§ **Your assignment**
Among the lines below, how many carry the string "order"? Reply with a number and nothing else.

#### Source data ####

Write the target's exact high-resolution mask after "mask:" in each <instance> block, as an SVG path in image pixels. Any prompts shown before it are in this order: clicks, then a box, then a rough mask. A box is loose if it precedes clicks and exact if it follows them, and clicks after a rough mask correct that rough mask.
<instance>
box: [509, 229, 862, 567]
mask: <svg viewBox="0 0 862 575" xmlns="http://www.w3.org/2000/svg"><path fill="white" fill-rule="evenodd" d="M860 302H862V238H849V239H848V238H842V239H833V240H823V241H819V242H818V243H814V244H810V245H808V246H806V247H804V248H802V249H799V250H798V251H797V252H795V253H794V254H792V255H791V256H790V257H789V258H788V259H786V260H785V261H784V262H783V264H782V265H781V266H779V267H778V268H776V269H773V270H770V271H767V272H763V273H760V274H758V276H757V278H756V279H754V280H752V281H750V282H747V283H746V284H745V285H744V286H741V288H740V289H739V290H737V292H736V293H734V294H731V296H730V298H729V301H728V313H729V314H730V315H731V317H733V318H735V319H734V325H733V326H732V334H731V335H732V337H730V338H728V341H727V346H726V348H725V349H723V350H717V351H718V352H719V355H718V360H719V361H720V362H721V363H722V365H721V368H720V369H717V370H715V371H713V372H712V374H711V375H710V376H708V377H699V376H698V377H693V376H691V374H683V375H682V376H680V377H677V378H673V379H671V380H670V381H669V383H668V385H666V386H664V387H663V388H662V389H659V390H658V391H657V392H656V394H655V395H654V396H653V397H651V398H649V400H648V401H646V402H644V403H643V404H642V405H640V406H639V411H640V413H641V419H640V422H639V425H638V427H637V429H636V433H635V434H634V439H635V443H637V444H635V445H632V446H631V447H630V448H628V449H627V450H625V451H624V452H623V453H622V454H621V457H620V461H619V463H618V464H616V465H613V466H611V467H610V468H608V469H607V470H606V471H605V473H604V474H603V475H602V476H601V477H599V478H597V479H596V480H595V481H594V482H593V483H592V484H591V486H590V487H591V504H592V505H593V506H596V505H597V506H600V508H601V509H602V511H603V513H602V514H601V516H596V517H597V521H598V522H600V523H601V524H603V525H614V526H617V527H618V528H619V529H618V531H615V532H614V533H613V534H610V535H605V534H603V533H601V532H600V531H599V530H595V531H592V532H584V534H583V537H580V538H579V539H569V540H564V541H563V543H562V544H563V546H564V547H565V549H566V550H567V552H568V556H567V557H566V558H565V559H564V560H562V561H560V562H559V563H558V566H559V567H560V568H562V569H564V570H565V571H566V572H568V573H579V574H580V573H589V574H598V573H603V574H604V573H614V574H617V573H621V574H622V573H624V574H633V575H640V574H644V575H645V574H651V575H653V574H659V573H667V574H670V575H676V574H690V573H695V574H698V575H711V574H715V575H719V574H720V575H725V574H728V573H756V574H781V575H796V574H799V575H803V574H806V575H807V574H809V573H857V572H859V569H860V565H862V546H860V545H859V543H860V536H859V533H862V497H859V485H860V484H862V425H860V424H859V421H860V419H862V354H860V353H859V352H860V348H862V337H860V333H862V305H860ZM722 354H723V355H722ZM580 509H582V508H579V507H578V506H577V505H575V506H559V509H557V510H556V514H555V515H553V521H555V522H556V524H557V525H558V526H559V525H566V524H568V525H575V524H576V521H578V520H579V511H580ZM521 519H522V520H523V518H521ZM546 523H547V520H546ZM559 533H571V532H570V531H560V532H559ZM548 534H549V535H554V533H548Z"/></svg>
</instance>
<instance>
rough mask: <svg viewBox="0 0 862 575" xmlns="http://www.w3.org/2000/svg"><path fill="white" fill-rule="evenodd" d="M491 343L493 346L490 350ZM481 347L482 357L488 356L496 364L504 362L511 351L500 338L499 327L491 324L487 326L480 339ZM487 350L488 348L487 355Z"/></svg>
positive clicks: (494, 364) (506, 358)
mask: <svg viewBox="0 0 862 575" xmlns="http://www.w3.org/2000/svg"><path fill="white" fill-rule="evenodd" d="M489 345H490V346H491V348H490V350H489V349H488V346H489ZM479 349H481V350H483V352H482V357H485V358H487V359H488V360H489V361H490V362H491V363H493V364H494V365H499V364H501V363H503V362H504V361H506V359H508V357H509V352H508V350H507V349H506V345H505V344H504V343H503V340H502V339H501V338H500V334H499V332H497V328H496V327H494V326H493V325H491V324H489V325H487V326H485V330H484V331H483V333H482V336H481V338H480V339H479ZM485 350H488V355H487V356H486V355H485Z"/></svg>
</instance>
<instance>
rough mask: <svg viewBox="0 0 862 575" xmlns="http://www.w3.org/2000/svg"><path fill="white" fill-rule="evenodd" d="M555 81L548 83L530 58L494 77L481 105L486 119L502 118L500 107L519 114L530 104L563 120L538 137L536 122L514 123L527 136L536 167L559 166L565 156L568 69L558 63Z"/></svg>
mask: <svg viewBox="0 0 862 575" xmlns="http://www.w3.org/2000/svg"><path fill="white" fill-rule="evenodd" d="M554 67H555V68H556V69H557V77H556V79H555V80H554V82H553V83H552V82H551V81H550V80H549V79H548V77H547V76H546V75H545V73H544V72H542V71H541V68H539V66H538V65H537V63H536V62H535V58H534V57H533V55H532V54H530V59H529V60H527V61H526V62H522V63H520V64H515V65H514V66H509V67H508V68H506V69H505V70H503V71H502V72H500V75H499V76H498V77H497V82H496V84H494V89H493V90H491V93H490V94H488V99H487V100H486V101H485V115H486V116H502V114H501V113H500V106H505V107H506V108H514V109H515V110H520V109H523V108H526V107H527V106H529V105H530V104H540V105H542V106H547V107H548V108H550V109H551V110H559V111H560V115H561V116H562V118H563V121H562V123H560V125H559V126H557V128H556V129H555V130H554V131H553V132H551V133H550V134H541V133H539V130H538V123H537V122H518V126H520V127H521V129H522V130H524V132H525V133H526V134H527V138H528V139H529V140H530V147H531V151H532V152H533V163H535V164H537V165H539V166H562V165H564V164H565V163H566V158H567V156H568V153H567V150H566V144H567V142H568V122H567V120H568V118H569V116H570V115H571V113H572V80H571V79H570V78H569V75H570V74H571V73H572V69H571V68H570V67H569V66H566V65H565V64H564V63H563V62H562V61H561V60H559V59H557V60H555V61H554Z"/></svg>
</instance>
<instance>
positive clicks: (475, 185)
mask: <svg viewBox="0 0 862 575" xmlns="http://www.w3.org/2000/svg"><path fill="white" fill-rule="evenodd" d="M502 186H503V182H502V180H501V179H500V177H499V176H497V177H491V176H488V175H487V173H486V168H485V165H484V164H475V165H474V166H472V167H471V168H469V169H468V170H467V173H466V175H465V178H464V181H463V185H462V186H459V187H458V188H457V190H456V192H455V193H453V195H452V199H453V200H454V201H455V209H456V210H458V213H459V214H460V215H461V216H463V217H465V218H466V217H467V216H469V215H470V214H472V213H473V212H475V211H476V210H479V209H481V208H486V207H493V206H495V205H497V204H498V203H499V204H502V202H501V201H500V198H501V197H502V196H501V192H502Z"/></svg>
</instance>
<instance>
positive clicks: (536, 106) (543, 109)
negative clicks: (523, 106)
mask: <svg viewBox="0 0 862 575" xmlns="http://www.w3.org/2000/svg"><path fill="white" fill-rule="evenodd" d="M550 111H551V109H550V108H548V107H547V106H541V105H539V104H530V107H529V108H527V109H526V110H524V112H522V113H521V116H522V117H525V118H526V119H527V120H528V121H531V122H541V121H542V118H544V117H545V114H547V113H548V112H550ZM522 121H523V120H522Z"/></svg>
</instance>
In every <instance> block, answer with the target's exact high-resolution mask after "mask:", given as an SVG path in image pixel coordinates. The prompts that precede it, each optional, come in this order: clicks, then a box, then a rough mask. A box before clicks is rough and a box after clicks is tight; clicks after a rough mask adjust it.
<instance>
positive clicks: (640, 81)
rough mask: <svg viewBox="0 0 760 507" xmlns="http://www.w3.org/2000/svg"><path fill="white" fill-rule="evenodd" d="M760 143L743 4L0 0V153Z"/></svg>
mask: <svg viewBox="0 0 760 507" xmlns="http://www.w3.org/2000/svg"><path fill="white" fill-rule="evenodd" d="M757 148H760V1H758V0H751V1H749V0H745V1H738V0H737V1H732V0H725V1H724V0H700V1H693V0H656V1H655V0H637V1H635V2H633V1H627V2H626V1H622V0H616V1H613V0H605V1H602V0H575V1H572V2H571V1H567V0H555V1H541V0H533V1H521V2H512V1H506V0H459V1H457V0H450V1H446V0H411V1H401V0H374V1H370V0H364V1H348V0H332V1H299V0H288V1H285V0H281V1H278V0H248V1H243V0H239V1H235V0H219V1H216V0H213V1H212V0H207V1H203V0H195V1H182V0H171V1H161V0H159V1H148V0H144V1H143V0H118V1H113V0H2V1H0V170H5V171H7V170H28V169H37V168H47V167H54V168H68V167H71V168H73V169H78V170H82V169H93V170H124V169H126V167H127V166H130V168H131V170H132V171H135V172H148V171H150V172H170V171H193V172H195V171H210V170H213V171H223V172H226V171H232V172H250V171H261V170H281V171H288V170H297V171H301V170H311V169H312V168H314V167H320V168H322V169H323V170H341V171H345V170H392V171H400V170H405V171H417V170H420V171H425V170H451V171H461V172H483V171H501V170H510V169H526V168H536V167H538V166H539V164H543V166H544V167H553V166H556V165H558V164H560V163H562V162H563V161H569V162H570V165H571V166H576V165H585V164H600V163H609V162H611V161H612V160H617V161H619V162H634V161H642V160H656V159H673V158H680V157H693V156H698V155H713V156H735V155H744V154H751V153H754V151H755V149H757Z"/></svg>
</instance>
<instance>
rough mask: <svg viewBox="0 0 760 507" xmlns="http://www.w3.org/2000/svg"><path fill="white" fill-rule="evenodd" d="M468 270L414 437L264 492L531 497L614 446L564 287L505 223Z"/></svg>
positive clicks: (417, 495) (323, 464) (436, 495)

####

§ **Task answer**
2